Problem details → Rewrite the records that begin at the line containing "Note: for every instance of the woman's left" and stop after the line containing "[[242, 248]]", putting "right hand" in place of "left hand" and leaving everything else unchanged.

Record excerpts →

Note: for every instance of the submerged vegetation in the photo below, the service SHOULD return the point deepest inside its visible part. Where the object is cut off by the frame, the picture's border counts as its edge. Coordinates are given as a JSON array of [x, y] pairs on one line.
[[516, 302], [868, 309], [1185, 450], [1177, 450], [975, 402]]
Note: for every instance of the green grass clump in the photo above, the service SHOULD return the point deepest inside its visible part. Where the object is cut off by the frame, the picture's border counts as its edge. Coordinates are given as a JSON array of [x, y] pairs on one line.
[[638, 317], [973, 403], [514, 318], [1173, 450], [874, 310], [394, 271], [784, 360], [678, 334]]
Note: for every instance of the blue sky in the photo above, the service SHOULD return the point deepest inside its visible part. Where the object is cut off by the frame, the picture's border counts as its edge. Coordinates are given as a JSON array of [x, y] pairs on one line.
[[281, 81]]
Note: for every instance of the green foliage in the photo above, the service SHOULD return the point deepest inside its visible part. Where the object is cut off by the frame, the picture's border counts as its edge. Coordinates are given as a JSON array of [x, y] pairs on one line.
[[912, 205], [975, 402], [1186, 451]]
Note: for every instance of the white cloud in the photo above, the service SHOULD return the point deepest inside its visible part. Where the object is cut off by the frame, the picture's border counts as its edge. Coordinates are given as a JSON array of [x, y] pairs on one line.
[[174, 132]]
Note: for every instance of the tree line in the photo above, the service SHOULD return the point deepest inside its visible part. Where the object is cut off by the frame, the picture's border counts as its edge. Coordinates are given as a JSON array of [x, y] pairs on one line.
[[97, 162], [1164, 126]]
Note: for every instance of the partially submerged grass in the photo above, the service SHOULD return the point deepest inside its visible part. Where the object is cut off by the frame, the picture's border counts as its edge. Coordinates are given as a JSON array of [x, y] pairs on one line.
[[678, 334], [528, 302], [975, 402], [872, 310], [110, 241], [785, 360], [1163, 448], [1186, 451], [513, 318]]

* * *

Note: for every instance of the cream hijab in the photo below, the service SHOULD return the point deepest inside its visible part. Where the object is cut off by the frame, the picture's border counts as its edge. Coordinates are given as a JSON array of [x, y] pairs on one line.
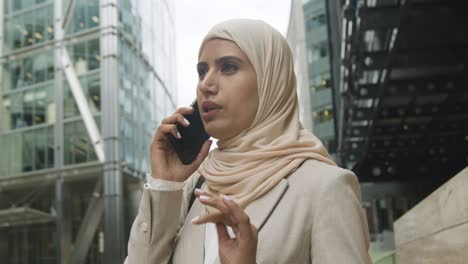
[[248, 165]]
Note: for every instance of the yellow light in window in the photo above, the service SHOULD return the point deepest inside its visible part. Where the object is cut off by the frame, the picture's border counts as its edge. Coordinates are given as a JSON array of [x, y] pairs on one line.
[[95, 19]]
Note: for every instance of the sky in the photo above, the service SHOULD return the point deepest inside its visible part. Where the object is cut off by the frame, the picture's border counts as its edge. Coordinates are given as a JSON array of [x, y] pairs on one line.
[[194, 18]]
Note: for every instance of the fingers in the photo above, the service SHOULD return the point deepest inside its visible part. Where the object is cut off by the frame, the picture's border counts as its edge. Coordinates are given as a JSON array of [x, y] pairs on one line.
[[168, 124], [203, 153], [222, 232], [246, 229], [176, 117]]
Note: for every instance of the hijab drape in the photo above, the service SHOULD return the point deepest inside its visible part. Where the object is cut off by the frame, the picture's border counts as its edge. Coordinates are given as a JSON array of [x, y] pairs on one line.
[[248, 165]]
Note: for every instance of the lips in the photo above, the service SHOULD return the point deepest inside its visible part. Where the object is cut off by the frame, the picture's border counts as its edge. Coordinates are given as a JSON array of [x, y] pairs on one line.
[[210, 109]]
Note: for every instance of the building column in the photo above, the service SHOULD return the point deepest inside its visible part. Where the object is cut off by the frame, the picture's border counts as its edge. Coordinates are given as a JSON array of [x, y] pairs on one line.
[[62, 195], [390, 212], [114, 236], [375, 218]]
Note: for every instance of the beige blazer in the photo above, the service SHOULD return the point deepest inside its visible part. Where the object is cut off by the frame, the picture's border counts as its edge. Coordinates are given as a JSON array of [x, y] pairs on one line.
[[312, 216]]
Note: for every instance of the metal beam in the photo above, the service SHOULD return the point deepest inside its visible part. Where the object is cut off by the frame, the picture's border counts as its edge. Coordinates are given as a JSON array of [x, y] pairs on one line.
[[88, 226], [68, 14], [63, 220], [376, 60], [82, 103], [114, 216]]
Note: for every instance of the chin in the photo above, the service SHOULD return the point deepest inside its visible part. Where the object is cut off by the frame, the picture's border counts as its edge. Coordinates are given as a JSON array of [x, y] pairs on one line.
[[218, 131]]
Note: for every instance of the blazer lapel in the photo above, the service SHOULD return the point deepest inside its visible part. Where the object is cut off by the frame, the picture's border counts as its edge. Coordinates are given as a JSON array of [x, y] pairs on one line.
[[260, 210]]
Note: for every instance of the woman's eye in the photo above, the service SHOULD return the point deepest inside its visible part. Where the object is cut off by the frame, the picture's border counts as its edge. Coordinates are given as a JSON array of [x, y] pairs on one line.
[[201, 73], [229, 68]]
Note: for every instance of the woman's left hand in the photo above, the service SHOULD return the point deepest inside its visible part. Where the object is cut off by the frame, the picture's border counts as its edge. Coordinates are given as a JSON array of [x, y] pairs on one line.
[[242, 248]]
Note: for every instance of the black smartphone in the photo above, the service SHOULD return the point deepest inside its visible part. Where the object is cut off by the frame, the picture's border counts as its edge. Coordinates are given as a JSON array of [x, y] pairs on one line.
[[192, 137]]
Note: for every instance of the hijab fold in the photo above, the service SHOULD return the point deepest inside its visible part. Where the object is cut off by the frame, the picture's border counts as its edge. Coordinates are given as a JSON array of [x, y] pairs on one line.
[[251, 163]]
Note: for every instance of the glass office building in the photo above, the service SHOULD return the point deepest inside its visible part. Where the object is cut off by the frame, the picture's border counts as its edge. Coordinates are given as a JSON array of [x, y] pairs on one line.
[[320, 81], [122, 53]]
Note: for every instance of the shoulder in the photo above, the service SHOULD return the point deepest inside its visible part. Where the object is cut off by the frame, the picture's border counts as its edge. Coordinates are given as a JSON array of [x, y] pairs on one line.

...

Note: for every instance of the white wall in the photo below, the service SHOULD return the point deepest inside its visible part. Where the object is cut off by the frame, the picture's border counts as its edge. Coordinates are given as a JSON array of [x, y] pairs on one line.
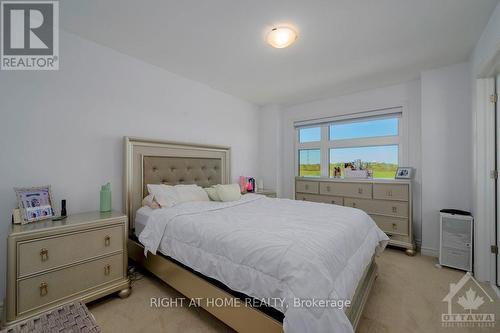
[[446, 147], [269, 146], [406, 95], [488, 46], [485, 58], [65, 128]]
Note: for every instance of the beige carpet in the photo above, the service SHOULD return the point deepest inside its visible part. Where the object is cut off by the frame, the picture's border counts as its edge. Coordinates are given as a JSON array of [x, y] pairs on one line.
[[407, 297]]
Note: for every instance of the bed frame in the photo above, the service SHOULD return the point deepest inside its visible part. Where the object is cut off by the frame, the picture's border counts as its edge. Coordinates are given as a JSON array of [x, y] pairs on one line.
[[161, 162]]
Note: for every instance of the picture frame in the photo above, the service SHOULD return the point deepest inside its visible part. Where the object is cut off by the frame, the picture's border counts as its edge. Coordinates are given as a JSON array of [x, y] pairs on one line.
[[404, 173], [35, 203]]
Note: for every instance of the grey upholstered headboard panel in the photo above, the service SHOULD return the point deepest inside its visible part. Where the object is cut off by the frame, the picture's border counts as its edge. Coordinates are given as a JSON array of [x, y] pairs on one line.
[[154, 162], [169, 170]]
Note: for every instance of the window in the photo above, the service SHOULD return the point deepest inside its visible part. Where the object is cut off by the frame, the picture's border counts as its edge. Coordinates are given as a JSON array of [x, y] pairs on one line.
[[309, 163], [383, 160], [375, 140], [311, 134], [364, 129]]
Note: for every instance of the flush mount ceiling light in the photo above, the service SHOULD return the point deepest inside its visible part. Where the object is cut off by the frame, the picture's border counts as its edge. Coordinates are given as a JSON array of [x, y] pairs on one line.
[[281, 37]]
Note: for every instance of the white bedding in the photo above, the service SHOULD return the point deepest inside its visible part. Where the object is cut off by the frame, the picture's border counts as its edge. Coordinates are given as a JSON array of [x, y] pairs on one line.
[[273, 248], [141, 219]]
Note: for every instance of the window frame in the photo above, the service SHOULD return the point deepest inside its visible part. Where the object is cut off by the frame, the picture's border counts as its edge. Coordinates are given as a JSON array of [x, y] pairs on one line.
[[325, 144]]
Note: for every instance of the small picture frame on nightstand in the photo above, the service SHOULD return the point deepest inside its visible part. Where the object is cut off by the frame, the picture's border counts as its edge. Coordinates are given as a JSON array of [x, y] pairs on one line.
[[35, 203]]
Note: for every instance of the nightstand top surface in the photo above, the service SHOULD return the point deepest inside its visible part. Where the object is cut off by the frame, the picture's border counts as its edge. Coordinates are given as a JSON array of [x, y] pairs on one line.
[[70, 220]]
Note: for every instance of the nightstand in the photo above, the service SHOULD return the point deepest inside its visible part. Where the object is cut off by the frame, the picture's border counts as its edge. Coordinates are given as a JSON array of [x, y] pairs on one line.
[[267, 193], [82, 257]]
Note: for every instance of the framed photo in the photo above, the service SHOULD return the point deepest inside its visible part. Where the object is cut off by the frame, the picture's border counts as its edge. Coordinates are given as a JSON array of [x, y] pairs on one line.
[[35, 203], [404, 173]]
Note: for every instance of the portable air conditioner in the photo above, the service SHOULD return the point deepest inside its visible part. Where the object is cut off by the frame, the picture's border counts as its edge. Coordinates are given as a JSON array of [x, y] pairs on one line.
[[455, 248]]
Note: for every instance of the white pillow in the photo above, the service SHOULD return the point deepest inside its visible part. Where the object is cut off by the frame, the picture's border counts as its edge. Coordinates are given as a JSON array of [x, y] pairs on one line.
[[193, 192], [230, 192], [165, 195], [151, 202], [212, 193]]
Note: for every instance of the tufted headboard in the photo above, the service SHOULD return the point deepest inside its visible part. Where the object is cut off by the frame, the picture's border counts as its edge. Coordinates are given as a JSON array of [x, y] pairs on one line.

Response to this exercise →
Note: for every instance of the woman's right hand in the photo above, the service SHOULD return the point deepest inside its visible part. Where the object is cut off by the frame, the picture's border counts as its edge. Coordinates are given as a JSON array of [x, y] pairs on one line.
[[242, 248]]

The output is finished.